### What to work on
Render every one of the rows below as a JSON list of strings, one string per line, with blank lines omitted.

### Listing
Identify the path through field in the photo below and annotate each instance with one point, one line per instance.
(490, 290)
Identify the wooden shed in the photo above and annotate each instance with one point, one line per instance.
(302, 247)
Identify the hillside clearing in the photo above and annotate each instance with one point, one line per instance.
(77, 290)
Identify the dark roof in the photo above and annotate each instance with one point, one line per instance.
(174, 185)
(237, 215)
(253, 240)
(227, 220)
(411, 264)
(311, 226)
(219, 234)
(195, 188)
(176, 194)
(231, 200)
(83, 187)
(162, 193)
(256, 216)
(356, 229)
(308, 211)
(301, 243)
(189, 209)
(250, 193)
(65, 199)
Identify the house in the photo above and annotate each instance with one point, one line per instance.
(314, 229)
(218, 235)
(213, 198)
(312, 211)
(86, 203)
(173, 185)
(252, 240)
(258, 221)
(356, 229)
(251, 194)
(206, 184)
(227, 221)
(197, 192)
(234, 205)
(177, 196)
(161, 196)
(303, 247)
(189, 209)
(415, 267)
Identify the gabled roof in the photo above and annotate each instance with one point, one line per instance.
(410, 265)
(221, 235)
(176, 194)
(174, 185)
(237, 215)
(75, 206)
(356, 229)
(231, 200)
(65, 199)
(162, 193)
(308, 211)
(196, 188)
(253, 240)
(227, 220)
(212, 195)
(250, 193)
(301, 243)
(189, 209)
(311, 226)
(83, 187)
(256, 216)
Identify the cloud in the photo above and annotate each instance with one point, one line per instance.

### Correct response
[
  "Identify the path through field in the photo below and annotate each instance with one point, one line per instance.",
  "(490, 290)",
  "Identify the wooden shed in the photo above and annotate each instance with one point, one line per instance.",
  "(302, 247)",
  "Identify the hillside clearing in the photo above and annotate each instance with one point, one line per instance.",
  "(77, 290)",
  "Identify the dark roof in the photo above and annotate each instance with one point, one line per instance.",
  "(174, 185)",
  "(237, 215)",
  "(253, 240)",
  "(227, 220)",
  "(411, 264)",
  "(311, 226)",
  "(219, 234)",
  "(195, 188)",
  "(176, 194)",
  "(231, 200)",
  "(83, 187)",
  "(162, 193)",
  "(256, 216)",
  "(356, 229)",
  "(308, 211)",
  "(301, 243)",
  "(189, 209)",
  "(250, 193)",
  "(65, 199)",
  "Identify the house in the photo above and annotate each instance with one point, one line per instance.",
  "(314, 229)",
  "(218, 235)",
  "(213, 198)",
  "(312, 211)",
  "(86, 203)",
  "(173, 185)",
  "(252, 240)",
  "(258, 221)",
  "(356, 229)",
  "(251, 194)",
  "(206, 184)",
  "(227, 221)",
  "(197, 192)",
  "(234, 205)",
  "(177, 196)",
  "(161, 196)",
  "(303, 247)",
  "(189, 209)",
  "(415, 267)",
  "Identify the gabled roof in the photo above and annotate each instance with one point, one line per instance.",
  "(410, 265)",
  "(221, 235)",
  "(176, 194)",
  "(174, 185)",
  "(237, 215)",
  "(75, 206)",
  "(356, 229)",
  "(231, 200)",
  "(65, 199)",
  "(162, 193)",
  "(308, 211)",
  "(196, 188)",
  "(253, 240)",
  "(227, 220)",
  "(212, 195)",
  "(250, 193)",
  "(301, 243)",
  "(189, 209)",
  "(311, 226)",
  "(83, 187)",
  "(256, 216)",
  "Identify the cloud in the photo above and annotate each instance with one point, one line per instance."
]